SUPPLIED PASSAGE:
•••

Tēnā koutou, Right Honorable Prime Minister Christopher Luxon, Honorable Minister of Health Simeon Brown, Honorable Minister of Justice Paul Goldsmith, Honorable Minister for Mental Health Matt Doocey, and Honorable Nicole McKee,

Like many people, we want to live, work, and raise our tamariki and mokopuna in healthy, safe communities led by leaders who make decisions for our wellbeing based on the best available evidence and our collective interest. When community wellbeing is prioritised, we give ourselves and our families and whānau the best chance to thrive and enjoy the things most important to us.

We, the undersigned, are deeply concerned about the involvement of the alcohol industry in developing key policies aimed at addressing alcohol harm. Alcohol is the most harmful drug in Aotearoa New Zealand, and a third of preventable deaths globally each year have been attributed to harmful products such as alcohol. Harms are not fairly distributed with Māori experiencing greater exposure to risk factors for alcohol harm.

The alcohol industry has a fundamental conflict of interest with developing effective and equitable harm minimising policy. Reducing alcohol-related harm will only happen with a reduction in the sale of alcohol, an outcome the industry actively seeks to prevent. The core business of the alcohol industry is to make money by maximising the sale of alcohol products.

There are many examples of the industry’s efforts to undermine and take legal action against effective, evidence-based policy to prevent alcohol harm here and globally. For these reasons, industry influence and interference in policy development and implementation has been recognised by the World Health Organization as a major challenge to establishing and maintaining strong alcohol controls in its Global Alcohol Action Plan. Industry influence shifts attention from population focused solutions that reduce harm broadly (like cost effective safeguards on marketing, prices and supply) to expensive and often less effective solutions that focus on a narrow group of heavy drinkers. This misdirects attention from the true scope of the problem; for example, low and moderate alcohol use causes harm such as cancer, which accounts for 42% of all alcohol related deaths in New Zealand.

Most New Zealanders agree the alcohol industry should have no role in alcohol policy development
A recent survey found that 71% of New Zealanders agree that the alcohol industry should not be involved in developing Government policies concerning alcohol. The survey also found strong public support for a range of alcohol harm reduction policies including alcohol availability, marketing and price. This provides an overwhelming mandate to implement the World Health Organization’s advice to governments: to ensure public policy to reduce alcohol harms is protected from commercial and other vested interests that undermine health.

Our ask: Establish adequate safeguards to protect public policy from alcohol industry interference
We, the undersigned, ask you to exclude the alcohol industry from involvement in creating public policy to reduce alcohol harm, in the same way the tobacco industry should be excluded from tobacco policy setting.

•••

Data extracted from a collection
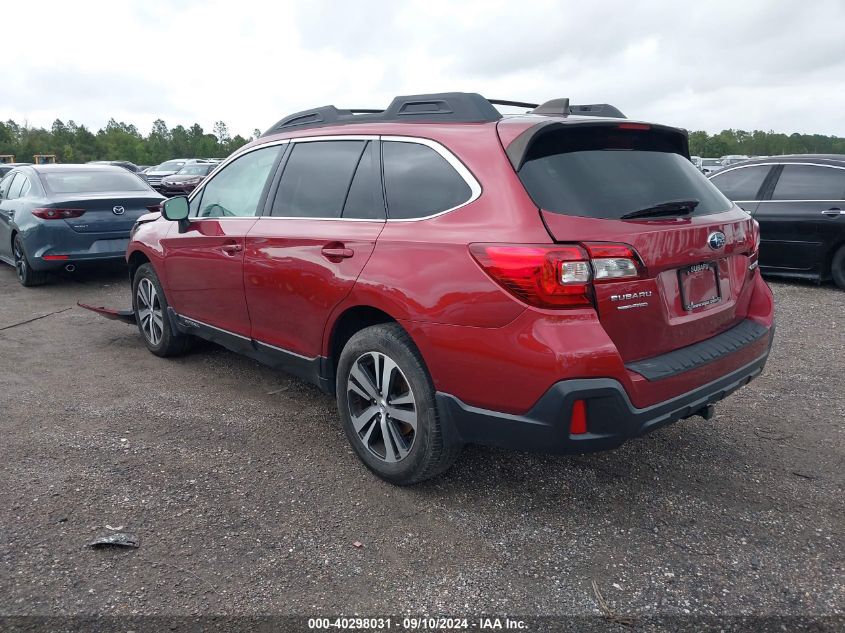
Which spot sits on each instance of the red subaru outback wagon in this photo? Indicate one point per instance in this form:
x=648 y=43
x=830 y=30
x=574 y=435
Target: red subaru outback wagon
x=560 y=280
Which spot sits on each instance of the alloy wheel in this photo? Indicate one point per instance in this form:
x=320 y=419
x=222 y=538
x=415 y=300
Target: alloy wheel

•••

WORK REQUEST A: List every person the letter on alcohol policy addresses by name in its opening line.
WORK REQUEST B: Rewrite the part of the letter on alcohol policy starting with "We, the undersigned, are" and going on through "of alcohol products.", substituting "drinks industry" for "alcohol industry".

WRITTEN SOLUTION A:
Christopher Luxon
Simeon Brown
Paul Goldsmith
Matt Doocey
Nicole McKee

WRITTEN SOLUTION B:
We, the undersigned, are deeply concerned about the involvement of the drinks industry in developing key policies aimed at addressing alcohol harm. Alcohol is the most harmful drug in Aotearoa New Zealand, and a third of preventable deaths globally each year have been attributed to harmful products such as alcohol. Harms are not fairly distributed with Māori experiencing greater exposure to risk factors for alcohol harm.

The drinks industry has a fundamental conflict of interest with developing effective and equitable harm minimising policy. Reducing alcohol-related harm will only happen with a reduction in the sale of alcohol, an outcome the industry actively seeks to prevent. The core business of the drinks industry is to make money by maximising the sale of alcohol products.